┌──

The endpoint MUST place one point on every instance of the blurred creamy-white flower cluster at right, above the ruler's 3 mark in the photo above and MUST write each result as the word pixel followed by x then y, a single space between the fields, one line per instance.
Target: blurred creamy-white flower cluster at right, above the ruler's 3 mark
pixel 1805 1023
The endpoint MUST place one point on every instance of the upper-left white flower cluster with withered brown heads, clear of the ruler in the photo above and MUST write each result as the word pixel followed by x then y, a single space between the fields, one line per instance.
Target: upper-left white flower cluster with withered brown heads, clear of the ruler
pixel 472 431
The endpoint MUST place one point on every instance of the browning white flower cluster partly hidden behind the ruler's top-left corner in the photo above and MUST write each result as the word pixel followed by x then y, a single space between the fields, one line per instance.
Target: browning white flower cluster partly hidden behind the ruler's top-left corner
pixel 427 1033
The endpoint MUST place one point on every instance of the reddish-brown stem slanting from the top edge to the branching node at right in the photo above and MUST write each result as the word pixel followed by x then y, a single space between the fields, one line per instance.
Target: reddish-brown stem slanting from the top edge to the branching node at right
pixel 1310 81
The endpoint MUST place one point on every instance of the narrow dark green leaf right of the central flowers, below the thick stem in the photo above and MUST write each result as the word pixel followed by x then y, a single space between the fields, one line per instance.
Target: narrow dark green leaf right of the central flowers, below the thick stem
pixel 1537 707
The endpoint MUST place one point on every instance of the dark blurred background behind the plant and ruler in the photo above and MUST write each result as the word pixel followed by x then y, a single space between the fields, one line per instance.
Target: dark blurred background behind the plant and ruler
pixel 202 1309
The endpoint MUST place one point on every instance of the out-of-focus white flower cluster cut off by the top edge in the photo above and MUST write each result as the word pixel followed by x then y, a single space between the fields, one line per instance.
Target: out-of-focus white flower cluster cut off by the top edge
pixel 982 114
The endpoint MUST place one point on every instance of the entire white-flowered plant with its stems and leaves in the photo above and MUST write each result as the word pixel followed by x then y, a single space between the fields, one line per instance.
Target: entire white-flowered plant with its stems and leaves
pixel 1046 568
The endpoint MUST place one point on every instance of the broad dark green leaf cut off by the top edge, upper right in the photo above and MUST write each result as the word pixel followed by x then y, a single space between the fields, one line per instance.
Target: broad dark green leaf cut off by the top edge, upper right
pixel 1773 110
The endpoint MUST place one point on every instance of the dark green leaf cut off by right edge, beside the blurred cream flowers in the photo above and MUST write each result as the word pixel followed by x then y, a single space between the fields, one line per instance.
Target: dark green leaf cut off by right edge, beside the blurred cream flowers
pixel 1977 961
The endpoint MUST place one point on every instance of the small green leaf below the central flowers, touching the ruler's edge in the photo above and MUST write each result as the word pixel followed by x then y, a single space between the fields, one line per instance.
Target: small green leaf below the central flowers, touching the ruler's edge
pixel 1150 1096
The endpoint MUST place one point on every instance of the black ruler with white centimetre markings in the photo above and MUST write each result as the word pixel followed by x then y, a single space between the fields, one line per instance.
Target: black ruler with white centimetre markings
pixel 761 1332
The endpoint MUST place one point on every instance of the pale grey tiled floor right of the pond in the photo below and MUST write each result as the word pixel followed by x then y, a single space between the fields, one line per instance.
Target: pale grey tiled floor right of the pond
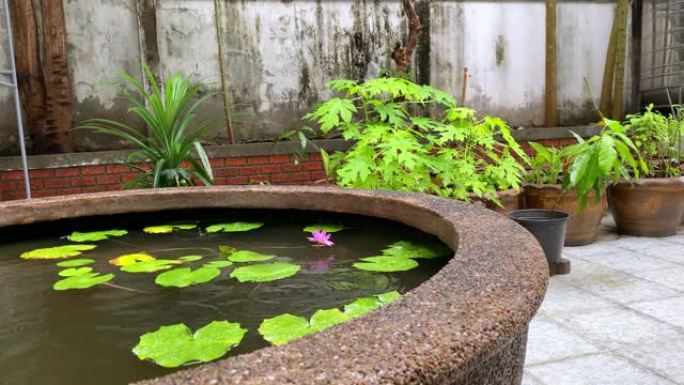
pixel 617 318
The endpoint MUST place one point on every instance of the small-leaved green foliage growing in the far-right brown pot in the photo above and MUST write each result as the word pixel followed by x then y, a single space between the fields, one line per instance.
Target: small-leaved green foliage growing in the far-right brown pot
pixel 658 140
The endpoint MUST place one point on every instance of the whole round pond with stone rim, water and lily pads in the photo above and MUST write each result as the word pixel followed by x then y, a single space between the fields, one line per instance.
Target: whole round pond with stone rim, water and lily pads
pixel 339 281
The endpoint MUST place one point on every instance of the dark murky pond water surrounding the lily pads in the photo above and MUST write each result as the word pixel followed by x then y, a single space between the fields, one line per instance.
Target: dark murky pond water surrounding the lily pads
pixel 86 336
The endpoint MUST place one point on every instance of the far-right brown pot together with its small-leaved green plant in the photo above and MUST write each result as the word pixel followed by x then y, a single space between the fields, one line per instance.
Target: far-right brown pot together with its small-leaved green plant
pixel 652 204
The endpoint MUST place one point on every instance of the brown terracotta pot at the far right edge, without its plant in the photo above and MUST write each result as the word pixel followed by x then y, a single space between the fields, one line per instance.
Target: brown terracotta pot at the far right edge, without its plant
pixel 648 207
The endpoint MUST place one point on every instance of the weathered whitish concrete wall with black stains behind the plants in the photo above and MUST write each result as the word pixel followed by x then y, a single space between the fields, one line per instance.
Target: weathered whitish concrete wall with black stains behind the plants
pixel 279 54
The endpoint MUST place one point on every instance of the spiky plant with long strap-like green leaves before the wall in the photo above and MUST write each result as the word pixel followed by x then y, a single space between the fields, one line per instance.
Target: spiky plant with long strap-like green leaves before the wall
pixel 168 112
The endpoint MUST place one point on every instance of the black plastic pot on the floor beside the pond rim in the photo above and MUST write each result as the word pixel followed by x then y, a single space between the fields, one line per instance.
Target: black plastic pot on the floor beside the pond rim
pixel 549 228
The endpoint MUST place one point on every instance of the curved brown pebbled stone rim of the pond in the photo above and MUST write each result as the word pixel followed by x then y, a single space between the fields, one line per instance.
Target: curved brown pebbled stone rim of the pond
pixel 467 324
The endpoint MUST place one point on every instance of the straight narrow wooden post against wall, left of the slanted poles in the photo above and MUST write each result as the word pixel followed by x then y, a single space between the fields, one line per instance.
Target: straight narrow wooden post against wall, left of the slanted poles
pixel 550 92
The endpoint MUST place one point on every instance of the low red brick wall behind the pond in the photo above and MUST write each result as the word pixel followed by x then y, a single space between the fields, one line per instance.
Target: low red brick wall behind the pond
pixel 273 169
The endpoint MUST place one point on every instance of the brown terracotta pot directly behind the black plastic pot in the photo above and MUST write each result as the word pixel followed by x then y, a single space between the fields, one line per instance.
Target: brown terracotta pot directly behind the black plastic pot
pixel 583 225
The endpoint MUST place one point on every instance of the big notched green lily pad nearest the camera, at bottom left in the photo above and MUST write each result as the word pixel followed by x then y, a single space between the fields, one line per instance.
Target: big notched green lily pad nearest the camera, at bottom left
pixel 175 345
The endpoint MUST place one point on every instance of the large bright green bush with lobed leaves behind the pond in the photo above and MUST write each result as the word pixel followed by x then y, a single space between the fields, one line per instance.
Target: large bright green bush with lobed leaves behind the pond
pixel 399 144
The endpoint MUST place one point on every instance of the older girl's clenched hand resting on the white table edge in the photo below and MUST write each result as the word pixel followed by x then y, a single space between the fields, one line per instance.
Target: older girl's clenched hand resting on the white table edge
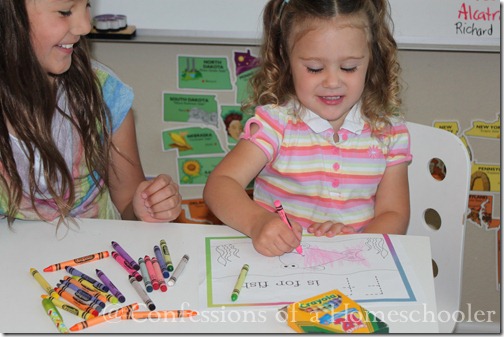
pixel 157 200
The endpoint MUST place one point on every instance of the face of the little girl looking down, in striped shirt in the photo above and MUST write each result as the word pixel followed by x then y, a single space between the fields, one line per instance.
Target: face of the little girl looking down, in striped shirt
pixel 329 62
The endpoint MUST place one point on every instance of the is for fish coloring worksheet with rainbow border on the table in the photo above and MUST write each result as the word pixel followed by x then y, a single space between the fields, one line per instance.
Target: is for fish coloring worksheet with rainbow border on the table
pixel 366 267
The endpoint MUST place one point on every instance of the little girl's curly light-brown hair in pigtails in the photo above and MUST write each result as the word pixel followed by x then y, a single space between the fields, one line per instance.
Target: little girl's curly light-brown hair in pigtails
pixel 273 83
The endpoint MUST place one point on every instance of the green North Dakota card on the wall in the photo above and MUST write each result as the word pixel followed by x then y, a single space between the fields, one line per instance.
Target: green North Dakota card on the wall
pixel 204 73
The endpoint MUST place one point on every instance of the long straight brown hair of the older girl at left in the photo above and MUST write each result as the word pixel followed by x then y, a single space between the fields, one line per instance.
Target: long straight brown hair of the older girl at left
pixel 28 104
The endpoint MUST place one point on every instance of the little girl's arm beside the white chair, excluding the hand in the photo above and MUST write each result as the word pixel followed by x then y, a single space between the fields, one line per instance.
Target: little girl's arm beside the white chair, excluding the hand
pixel 392 208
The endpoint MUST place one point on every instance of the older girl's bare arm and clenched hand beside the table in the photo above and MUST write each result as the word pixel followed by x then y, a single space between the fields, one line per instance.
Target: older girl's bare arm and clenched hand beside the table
pixel 157 200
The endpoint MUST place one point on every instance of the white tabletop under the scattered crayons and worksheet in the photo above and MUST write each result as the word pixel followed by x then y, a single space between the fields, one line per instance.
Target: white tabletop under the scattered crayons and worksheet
pixel 35 244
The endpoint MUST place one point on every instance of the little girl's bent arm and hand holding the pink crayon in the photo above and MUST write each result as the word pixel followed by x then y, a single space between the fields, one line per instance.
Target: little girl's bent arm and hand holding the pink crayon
pixel 225 195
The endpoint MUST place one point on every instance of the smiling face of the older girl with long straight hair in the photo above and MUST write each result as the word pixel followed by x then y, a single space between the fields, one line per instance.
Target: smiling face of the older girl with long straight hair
pixel 56 25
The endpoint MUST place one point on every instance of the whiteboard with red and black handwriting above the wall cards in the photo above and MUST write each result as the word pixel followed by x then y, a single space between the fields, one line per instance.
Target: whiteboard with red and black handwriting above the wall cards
pixel 464 24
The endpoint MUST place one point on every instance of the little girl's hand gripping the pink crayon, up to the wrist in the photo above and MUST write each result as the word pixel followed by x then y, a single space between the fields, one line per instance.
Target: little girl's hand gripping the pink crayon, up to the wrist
pixel 273 237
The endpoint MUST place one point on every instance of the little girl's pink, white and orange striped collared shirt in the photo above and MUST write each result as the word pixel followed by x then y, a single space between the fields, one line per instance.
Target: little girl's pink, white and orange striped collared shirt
pixel 316 178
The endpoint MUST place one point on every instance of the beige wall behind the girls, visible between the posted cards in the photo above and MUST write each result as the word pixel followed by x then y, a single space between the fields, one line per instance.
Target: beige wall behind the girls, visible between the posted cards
pixel 454 86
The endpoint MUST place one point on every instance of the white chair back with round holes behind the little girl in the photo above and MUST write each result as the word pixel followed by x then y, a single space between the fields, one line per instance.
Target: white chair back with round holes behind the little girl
pixel 438 210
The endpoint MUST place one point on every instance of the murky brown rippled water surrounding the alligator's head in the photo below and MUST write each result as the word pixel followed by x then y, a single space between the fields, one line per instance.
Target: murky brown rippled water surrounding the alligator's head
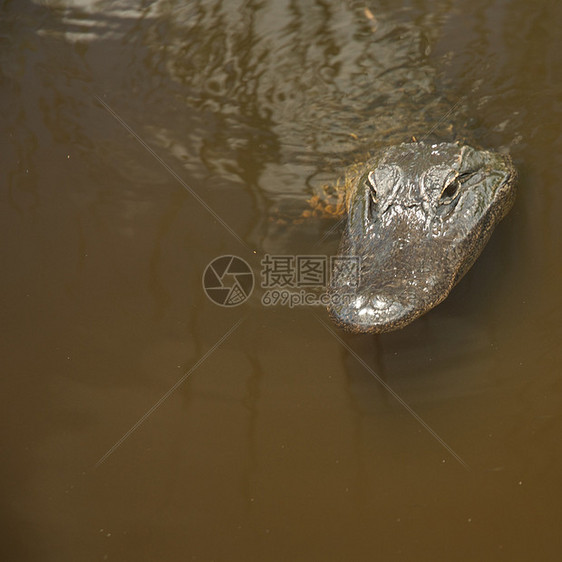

└──

#### WHAT YOU SHOULD DO:
Lines that contain "rippled" are the result; find them in the entries above and copy each one.

#### THE ANSWER:
The endpoint MUST place one point on every instance of the murky brown rippled water surrounding the alligator's head in the photo below and MUST write each result as the word pixel followed by x then y, a single space between the fields, one line per instance.
Target: murky brown rippled water surrounding the alligator's head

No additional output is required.